WHAT YOU NEED TO DO -> Reproduce, character for character, the items from the line containing "Exercise. Point to the overcast" through the last line of the items, both ends included.

-- BEGIN --

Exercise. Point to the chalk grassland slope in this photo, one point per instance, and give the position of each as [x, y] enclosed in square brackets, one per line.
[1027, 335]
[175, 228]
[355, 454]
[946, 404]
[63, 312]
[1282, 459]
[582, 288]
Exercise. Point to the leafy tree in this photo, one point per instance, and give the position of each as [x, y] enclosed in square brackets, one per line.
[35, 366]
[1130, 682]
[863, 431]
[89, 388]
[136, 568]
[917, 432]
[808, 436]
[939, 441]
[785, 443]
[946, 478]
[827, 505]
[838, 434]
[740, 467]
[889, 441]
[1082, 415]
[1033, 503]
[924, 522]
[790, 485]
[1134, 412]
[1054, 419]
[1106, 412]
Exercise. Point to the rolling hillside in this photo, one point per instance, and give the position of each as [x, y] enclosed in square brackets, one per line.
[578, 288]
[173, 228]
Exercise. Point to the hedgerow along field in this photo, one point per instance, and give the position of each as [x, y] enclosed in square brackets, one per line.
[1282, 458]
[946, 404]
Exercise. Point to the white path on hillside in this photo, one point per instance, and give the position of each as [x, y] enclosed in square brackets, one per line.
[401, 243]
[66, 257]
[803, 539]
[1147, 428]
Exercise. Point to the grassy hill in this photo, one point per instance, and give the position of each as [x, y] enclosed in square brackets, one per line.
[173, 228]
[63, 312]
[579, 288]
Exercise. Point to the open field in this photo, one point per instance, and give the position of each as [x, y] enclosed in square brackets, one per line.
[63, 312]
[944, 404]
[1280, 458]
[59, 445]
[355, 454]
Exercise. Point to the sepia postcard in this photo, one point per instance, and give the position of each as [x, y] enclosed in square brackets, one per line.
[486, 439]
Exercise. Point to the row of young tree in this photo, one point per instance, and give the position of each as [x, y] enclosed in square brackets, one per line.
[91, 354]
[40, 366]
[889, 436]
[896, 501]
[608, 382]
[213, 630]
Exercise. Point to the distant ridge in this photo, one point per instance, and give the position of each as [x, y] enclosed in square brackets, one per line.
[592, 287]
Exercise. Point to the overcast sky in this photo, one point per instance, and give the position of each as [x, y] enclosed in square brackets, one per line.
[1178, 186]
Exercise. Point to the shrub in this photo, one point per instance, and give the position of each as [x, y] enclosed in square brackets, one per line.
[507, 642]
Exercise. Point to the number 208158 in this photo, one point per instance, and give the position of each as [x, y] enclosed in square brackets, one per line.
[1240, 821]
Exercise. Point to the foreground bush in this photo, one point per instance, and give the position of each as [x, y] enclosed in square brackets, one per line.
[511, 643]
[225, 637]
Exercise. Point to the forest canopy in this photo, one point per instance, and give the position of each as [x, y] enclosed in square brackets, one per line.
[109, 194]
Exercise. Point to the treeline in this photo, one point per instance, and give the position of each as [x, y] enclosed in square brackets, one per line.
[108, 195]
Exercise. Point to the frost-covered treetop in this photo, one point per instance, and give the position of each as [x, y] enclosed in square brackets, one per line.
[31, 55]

-- END --

ANSWER TO THE EXERCISE ->
Exercise. Point to the overcast sky in this photo, one point per instance, and give the position of each as [x, y] enclosed in square brackets, one per line.
[1178, 186]
Exercise. Point to the shrub in this photo, one point per instance, and give the position of each as [x, y] enclosed in square brackets, one per line.
[507, 642]
Exercise. Point to the number 208158 in this photo, one point per instance, and give the position of each as [x, y] enclosed in square brackets, one per line.
[1240, 821]
Exercise. Point to the foreground bush in this photo, one point per instance, and give the position of each as [x, y] enclosed in square brackets, one per line.
[511, 643]
[225, 637]
Exercise. Point to the forest canopy in this photo, one point per instance, and give the position of each as [x, y] enclosed in square brackets, one per line.
[109, 194]
Exercise. Point to the treeline in this photo, one point per instance, and give the position of each as [x, y] enclosed in square brackets, one per line.
[108, 195]
Exercise. Point to the frost-covered treetop in this photo, one point per instance, and give the position of each as [x, y] enclosed in square brackets, one per line.
[31, 55]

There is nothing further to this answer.